(Фрагмент документа):
И в этом — смысл жизни. Вот мне этот мой собеседник-философ говорил: вот мы там, философы, ищем смысл жизни, концепции, какие-то задачи, самореализация — человек вот окружен огромным количеством очень сложных конструктов мыслительных. А здесь вот простой человек говорит, в чем смысл жизни: живите так, как Бог велит. И все! И она так жила...
И вроде бы человеку современного сознания это сложно принять — потому что как-то это слишком просто, это слишком как-то даже банально... А на самом деле, вот слушаешь там духовный стих — и он тебе открывается, и как-то не умом, а сердцем, как истина. Оно так и есть — а как еще может быть?
В. Петрушина:
— Да, безусловно! Я полностью поддерживаю, так и есть. Там удивительные тексты... И вот как раз о чем мы говорили, да — по преодолению сложностей. «Крест тяжелый» — такой интересный духовный стих, и он повествует о страданиях Христа на Голгофе. И потом такой идет текст:
Если ты — Его раб верный,
То ты должен крест нести,
Омывая путь слезами,
Вслед за Господом идти.
И Царицу Мать Господню
Себе в помощь призывай —
Помогать Она ти будет,
Только ты не унывай.

(Условие задачи):
Допишите продолжение беседы о духовных стихах, начиная сразу после последней приведённой строки. Приведённый далее листинг взят из другого источника.

(Фрагмент данных):
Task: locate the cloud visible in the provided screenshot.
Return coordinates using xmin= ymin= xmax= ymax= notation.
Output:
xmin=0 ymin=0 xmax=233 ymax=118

(Результат выполнения):
Тогда Ангел твой Хранитель
С тобой рядышком пойдет,
Крест нести тебе поможет,
И всему конец придет...
К. Мацан:
— На все времена слова! А вот я еще подумал, когда Вы рассказывали про семейные песни... Вы сказали, если я Вас правильно услышал, что там такая тема — о важности сохранения семьи и заботы о семье. То есть, люди, видимо, во все времена сталкивались с тем, что семейная жизнь — она требует терпения и смирения...
И представление о таких крестьянских семьях благостных, беззаботных, которые как-то вот... ну, выдали там — у меня так прабабушку — выдали замуж, вот «лишний рот» из семьи отдали в другой дом... И как-то у меня было такое ощущение, что ну вот какие-то крестьянские люди — они простые. Отдали — ну, она так и живет, и не ропщет, и горя не знает, и ни о чем не задумывается...
Но все — люди, все же — живые... Все, видимо, ставят себе вопросы: как и почему я вот с этим сталкиваюсь, как мне дальше донести, как мне с этим жить? Вот там в семье неурядицы — как их пройти? Всегда, видимо, это было — и у самых простых людей, и у самых образованных людей, и в деревнях, и в городах...
И вот люди во все времена с этими трудностями сталкивались и как-то через них проходили — значит, и мы можем...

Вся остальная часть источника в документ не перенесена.